- **Directions**: Repeat every line of the data verbatim.

Data records

○ ○ ○

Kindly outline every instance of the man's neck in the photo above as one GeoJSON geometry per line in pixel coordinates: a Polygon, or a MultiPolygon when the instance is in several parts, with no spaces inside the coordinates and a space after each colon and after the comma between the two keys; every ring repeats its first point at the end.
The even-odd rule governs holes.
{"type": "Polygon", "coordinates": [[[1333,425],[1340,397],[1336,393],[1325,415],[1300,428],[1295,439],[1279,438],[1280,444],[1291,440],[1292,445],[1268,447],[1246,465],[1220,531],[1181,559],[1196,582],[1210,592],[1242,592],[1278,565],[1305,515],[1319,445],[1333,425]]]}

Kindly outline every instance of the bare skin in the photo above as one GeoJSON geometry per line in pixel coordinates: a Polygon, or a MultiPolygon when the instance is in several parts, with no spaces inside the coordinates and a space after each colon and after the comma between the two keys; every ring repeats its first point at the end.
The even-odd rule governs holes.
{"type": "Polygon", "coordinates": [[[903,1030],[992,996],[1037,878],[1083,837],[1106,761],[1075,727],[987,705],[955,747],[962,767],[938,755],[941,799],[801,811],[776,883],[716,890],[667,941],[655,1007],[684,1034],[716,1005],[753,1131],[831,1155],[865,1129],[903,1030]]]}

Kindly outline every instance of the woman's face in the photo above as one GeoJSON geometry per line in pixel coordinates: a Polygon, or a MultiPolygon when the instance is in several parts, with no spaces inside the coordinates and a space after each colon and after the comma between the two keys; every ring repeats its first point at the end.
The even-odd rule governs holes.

○ ○ ○

- **Result of the exercise**:
Kindly outline every instance of the man's neck in the photo above as one GeoJSON geometry per line in pixel coordinates: a Polygon, or a MultiPolygon when the instance is in several parts, with no spaces inside the coordinates and a space after each colon and after the comma between the two keys; every ring repeats its first point at the end.
The even-odd rule governs holes.
{"type": "Polygon", "coordinates": [[[1333,425],[1340,397],[1336,393],[1325,415],[1300,428],[1295,439],[1279,438],[1280,444],[1291,440],[1292,445],[1268,447],[1246,465],[1220,531],[1181,559],[1196,582],[1210,592],[1242,592],[1278,565],[1305,515],[1319,445],[1333,425]]]}

Kindly outline every instance of the bare skin in the photo above as one GeoJSON geometry per line in pixel coordinates: a Polygon, or a MultiPolygon when the instance is in several parts, with no spaces inside the coordinates and a space after each colon and after the comma between the two keys; every ring repeats its first point at the end.
The even-odd rule governs holes.
{"type": "Polygon", "coordinates": [[[903,1030],[992,996],[1037,878],[1083,837],[1106,761],[1075,727],[987,705],[955,747],[962,767],[938,755],[941,799],[801,811],[776,883],[716,890],[667,941],[655,1007],[684,1034],[716,1005],[753,1131],[831,1155],[865,1129],[903,1030]]]}

Kindly outline every instance of the woman's face in the photo above as one GeoJSON geometry per line in pixel coordinates: a Polygon, or a MultiPolygon when the instance is in several parts, with no spaces inside the coordinates and a space after each colon and after the comma between the two keys; every ring repeats its first point at the end.
The even-odd rule governs holes.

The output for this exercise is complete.